**Work required**
How many lines of the data below contain the word "white"? Reply with the number only.

★ ★ ★

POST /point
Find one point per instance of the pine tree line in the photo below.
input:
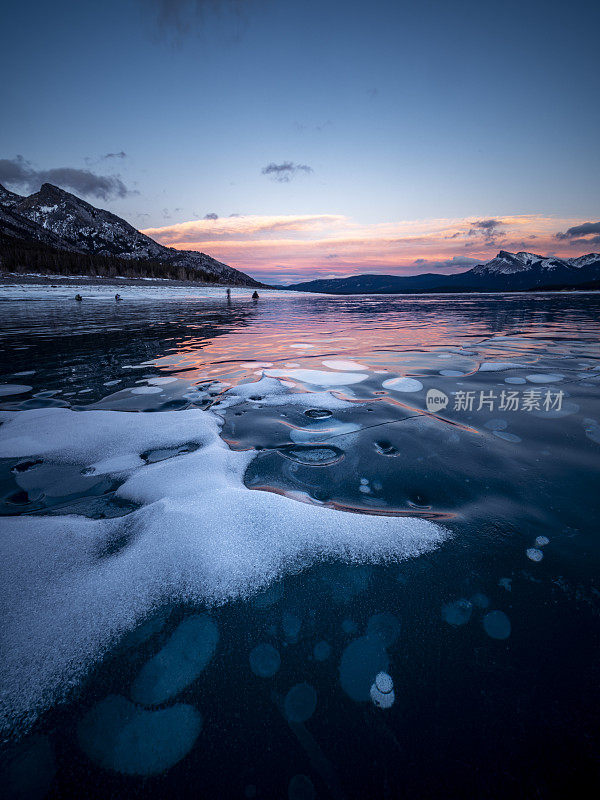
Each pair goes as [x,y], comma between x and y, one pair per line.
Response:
[22,257]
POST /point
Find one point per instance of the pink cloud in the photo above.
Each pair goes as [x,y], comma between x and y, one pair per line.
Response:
[282,248]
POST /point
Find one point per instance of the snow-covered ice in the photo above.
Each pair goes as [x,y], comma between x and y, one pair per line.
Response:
[200,537]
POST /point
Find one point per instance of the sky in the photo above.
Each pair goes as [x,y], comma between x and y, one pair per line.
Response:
[314,139]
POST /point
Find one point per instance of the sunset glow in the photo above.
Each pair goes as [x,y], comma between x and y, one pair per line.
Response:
[292,248]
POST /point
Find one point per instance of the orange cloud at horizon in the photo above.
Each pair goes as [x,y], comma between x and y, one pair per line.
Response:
[290,248]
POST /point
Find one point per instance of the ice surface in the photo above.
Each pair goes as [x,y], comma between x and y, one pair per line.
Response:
[120,736]
[457,613]
[200,537]
[403,384]
[545,378]
[499,366]
[272,392]
[382,690]
[300,703]
[7,389]
[146,390]
[318,377]
[361,661]
[291,625]
[322,431]
[508,437]
[117,464]
[182,659]
[534,554]
[301,788]
[345,366]
[384,626]
[322,651]
[497,625]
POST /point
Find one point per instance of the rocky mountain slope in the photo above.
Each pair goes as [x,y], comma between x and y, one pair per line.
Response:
[506,272]
[63,221]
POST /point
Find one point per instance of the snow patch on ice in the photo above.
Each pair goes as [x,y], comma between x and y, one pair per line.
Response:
[200,537]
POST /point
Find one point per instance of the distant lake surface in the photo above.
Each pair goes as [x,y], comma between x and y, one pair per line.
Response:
[303,547]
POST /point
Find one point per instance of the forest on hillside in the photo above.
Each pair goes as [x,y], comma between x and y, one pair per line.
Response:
[22,257]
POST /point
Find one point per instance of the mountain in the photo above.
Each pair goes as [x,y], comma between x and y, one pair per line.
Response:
[504,273]
[62,221]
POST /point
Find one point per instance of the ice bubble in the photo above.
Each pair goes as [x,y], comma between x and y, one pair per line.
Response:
[496,424]
[344,366]
[322,651]
[322,431]
[313,454]
[480,600]
[508,437]
[498,366]
[300,702]
[301,788]
[497,625]
[403,384]
[291,625]
[457,613]
[269,596]
[382,691]
[117,464]
[319,377]
[179,546]
[265,661]
[146,390]
[361,661]
[544,378]
[534,554]
[179,663]
[592,430]
[7,389]
[317,413]
[384,682]
[161,381]
[120,736]
[384,626]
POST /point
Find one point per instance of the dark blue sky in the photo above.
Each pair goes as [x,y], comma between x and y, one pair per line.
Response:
[394,111]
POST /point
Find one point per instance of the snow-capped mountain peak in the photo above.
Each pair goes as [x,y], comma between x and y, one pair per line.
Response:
[62,219]
[506,263]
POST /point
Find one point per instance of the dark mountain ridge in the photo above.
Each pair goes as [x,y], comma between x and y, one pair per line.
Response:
[505,273]
[44,226]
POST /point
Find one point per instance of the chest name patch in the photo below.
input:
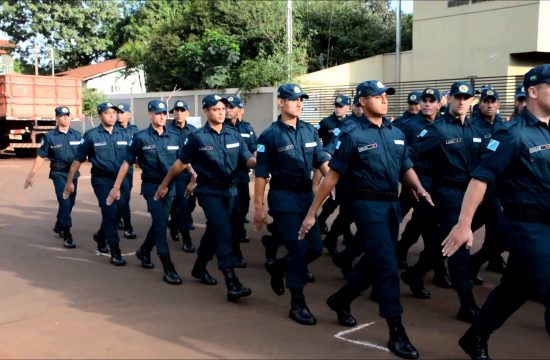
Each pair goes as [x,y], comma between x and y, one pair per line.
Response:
[367,147]
[453,141]
[538,148]
[285,148]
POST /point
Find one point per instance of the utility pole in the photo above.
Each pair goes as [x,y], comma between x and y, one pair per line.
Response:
[289,37]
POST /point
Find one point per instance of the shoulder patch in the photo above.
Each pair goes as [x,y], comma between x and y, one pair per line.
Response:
[493,145]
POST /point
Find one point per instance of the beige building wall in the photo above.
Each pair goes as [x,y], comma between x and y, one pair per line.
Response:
[491,38]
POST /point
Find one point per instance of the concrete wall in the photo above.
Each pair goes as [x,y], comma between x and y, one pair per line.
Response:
[118,83]
[260,104]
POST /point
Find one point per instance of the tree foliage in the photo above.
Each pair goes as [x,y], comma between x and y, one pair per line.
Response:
[191,44]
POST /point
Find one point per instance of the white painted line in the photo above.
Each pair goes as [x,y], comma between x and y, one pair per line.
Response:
[341,334]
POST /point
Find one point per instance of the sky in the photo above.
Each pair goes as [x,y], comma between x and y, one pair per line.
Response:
[406,5]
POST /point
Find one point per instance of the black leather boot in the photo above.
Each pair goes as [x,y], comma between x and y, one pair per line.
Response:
[116,256]
[399,342]
[474,345]
[299,311]
[68,241]
[188,246]
[145,257]
[99,238]
[468,307]
[339,302]
[276,268]
[416,284]
[170,275]
[235,290]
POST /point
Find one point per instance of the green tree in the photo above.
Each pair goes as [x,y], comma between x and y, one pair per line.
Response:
[79,31]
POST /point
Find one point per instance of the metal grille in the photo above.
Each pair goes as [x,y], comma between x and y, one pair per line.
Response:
[321,99]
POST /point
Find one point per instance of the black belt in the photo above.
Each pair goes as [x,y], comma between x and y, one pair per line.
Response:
[291,187]
[462,185]
[519,213]
[366,194]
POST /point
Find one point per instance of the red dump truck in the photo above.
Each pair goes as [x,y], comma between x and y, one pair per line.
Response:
[27,104]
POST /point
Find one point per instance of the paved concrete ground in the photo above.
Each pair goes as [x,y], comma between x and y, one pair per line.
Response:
[60,303]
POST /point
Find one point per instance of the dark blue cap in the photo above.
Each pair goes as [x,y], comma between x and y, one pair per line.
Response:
[180,104]
[105,106]
[234,101]
[123,108]
[414,97]
[291,91]
[462,87]
[213,99]
[157,106]
[433,92]
[489,92]
[537,75]
[373,88]
[62,110]
[341,100]
[520,92]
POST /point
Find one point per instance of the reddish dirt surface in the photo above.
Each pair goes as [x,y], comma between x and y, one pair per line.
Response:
[60,303]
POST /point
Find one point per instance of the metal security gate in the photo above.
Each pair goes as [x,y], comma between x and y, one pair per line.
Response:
[321,99]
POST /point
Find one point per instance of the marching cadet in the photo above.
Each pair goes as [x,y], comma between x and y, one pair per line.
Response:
[517,159]
[184,204]
[327,129]
[59,146]
[519,101]
[413,107]
[422,220]
[105,147]
[374,157]
[288,151]
[214,151]
[125,215]
[156,150]
[234,113]
[452,147]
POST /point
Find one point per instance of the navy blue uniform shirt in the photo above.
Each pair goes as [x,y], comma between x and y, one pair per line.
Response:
[155,153]
[328,127]
[183,133]
[517,159]
[106,151]
[251,141]
[289,155]
[215,157]
[452,149]
[60,148]
[372,158]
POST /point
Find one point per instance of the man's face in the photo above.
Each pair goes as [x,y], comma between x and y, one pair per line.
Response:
[216,113]
[357,110]
[63,120]
[108,117]
[489,106]
[232,112]
[429,106]
[124,117]
[413,108]
[460,103]
[340,111]
[375,105]
[180,115]
[158,120]
[291,108]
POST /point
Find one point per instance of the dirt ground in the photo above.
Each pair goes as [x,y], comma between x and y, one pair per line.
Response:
[61,303]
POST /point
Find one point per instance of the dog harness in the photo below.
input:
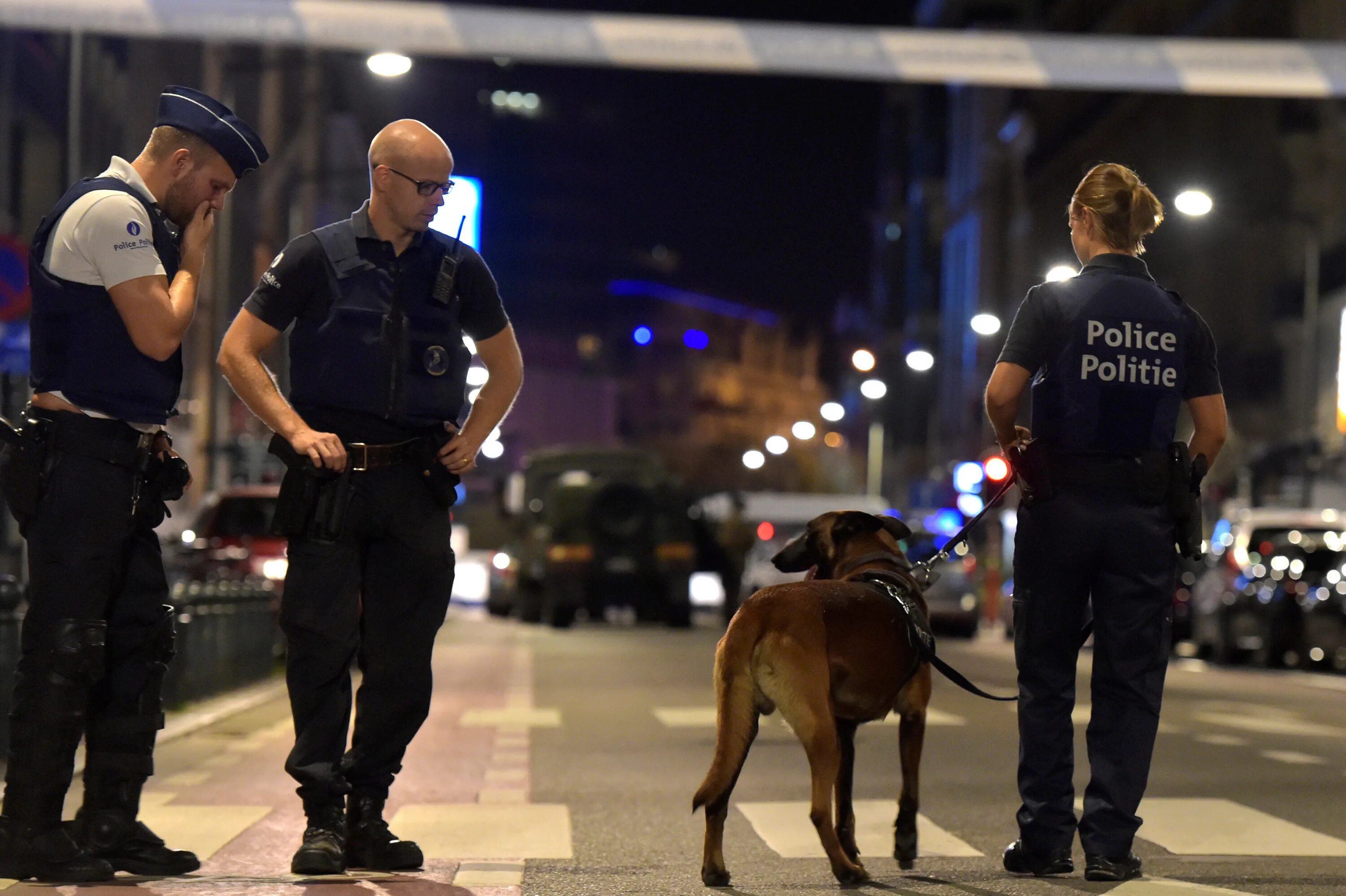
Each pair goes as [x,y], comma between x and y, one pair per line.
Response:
[918,629]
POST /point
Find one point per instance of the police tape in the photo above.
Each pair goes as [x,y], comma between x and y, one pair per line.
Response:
[984,58]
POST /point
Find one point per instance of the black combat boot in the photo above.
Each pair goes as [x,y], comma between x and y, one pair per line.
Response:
[323,851]
[369,844]
[1019,860]
[107,826]
[52,688]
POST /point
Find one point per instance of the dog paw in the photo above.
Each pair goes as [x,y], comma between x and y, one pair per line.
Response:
[715,878]
[851,876]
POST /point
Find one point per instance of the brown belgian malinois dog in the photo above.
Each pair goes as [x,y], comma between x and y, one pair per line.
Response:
[830,653]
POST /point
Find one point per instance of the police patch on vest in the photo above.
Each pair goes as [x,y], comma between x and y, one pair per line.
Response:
[437,361]
[1131,337]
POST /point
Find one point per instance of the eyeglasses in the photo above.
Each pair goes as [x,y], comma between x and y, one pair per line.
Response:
[426,188]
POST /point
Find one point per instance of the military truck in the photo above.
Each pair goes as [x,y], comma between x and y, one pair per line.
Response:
[597,528]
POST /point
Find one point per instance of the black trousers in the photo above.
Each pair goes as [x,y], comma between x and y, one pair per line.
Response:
[1071,552]
[376,596]
[88,560]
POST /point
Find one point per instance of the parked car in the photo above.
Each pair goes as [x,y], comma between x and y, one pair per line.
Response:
[1274,591]
[229,538]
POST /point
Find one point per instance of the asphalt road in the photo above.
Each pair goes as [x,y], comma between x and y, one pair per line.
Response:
[564,763]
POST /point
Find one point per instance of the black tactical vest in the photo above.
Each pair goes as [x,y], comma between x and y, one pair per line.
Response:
[80,345]
[388,342]
[1116,384]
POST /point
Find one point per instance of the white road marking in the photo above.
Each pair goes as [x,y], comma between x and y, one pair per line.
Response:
[1221,740]
[1270,720]
[488,830]
[512,717]
[686,716]
[704,717]
[1293,758]
[202,829]
[1225,828]
[489,875]
[787,830]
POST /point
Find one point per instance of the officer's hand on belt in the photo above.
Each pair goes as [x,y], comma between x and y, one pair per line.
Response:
[1022,438]
[323,448]
[459,454]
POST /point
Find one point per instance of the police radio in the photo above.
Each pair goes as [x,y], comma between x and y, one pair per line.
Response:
[443,293]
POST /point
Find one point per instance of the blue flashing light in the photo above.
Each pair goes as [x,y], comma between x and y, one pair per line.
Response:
[462,208]
[947,521]
[696,340]
[970,505]
[968,475]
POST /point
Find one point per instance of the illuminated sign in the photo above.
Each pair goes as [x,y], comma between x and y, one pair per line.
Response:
[462,206]
[1341,379]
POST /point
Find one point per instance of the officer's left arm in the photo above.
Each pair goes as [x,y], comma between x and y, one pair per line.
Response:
[505,376]
[1003,395]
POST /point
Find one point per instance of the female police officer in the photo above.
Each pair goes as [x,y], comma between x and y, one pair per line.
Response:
[1112,357]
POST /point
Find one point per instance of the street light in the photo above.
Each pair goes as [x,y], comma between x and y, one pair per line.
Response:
[1193,202]
[920,360]
[389,65]
[986,325]
[874,389]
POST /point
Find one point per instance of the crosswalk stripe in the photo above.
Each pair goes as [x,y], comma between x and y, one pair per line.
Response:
[201,829]
[704,717]
[785,828]
[1294,758]
[1205,826]
[488,830]
[1270,720]
[512,717]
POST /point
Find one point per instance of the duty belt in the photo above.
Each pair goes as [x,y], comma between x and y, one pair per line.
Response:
[364,456]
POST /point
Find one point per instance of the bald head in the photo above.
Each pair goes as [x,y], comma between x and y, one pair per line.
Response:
[402,155]
[408,144]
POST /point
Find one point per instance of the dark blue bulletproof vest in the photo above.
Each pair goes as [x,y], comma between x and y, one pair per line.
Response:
[389,342]
[1116,384]
[80,344]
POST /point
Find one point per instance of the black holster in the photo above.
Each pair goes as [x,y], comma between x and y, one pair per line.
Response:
[1031,471]
[1185,475]
[23,467]
[313,499]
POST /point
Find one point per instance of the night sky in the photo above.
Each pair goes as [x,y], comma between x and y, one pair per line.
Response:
[758,190]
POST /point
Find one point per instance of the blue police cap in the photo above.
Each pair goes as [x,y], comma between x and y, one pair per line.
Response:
[214,123]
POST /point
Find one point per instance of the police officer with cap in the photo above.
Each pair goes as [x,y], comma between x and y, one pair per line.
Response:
[1112,357]
[380,305]
[115,271]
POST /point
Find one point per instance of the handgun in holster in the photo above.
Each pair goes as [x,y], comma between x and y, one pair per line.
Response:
[313,499]
[1031,470]
[23,466]
[1185,475]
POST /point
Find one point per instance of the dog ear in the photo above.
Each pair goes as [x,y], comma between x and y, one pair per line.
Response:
[854,522]
[896,528]
[799,553]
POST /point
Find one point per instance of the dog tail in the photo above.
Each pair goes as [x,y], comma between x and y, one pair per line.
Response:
[735,709]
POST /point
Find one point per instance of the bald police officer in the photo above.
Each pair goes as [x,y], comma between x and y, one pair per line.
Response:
[114,290]
[380,305]
[1112,358]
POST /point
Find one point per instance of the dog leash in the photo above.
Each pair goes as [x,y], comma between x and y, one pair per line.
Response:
[924,568]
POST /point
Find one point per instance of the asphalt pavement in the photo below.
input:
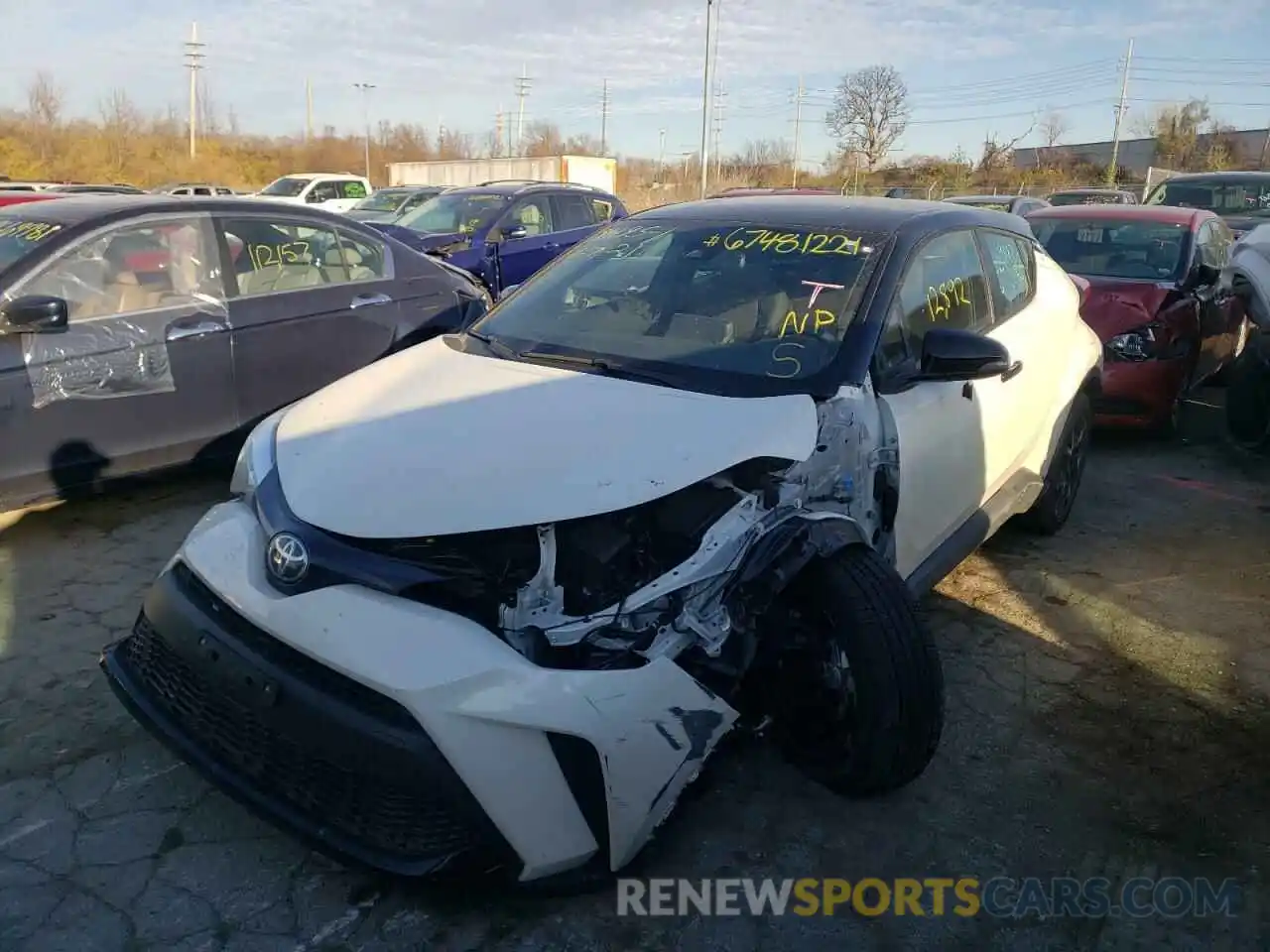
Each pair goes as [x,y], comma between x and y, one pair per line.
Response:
[1109,715]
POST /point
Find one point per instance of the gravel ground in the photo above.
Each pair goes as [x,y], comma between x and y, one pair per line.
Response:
[1109,714]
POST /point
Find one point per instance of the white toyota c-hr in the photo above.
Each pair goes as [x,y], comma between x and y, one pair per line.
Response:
[492,602]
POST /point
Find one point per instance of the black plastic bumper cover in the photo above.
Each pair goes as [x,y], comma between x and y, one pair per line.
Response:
[318,754]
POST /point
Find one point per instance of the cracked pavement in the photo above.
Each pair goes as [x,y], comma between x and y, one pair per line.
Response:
[1109,714]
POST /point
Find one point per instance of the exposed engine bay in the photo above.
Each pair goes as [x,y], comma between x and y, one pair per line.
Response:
[685,576]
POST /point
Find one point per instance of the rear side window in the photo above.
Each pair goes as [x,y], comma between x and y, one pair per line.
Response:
[574,212]
[350,189]
[322,191]
[603,211]
[1014,273]
[945,287]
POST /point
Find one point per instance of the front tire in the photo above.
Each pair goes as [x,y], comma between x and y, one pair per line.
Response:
[856,696]
[1247,403]
[1049,513]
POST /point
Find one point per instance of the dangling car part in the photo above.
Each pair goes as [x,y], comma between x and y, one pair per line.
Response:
[1247,399]
[492,603]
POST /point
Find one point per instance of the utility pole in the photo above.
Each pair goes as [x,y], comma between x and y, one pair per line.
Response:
[603,121]
[705,105]
[193,62]
[1121,107]
[366,118]
[522,89]
[717,146]
[798,127]
[717,91]
[309,112]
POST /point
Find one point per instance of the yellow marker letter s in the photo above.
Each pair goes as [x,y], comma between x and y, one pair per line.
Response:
[792,366]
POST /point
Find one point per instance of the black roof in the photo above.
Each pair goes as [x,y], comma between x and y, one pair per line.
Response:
[1225,175]
[1091,190]
[982,199]
[76,208]
[875,216]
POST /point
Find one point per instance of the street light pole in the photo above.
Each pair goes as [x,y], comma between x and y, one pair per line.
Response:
[366,118]
[705,105]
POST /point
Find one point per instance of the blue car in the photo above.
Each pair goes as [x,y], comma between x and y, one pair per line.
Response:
[504,231]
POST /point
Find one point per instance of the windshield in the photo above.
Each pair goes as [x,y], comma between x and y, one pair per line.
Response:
[19,236]
[1084,198]
[453,212]
[285,186]
[381,200]
[1224,195]
[751,301]
[1106,248]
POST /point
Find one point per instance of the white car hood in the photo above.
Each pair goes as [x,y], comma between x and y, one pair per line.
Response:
[434,442]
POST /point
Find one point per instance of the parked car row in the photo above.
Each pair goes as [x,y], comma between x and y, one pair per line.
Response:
[137,333]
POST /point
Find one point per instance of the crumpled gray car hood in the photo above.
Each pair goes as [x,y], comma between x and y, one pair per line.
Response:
[1250,261]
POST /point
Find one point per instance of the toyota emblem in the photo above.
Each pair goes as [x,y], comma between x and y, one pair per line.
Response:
[287,558]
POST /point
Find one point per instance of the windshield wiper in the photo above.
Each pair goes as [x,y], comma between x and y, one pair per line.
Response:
[495,345]
[599,365]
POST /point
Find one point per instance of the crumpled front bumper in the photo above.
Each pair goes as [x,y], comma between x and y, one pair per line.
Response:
[395,734]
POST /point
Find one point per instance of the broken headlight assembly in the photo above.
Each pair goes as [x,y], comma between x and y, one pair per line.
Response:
[1138,344]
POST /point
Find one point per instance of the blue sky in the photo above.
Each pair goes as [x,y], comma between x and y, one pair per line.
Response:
[973,68]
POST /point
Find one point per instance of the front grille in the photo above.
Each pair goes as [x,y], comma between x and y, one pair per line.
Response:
[1120,407]
[385,811]
[353,693]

★ ★ ★

**Final result**
4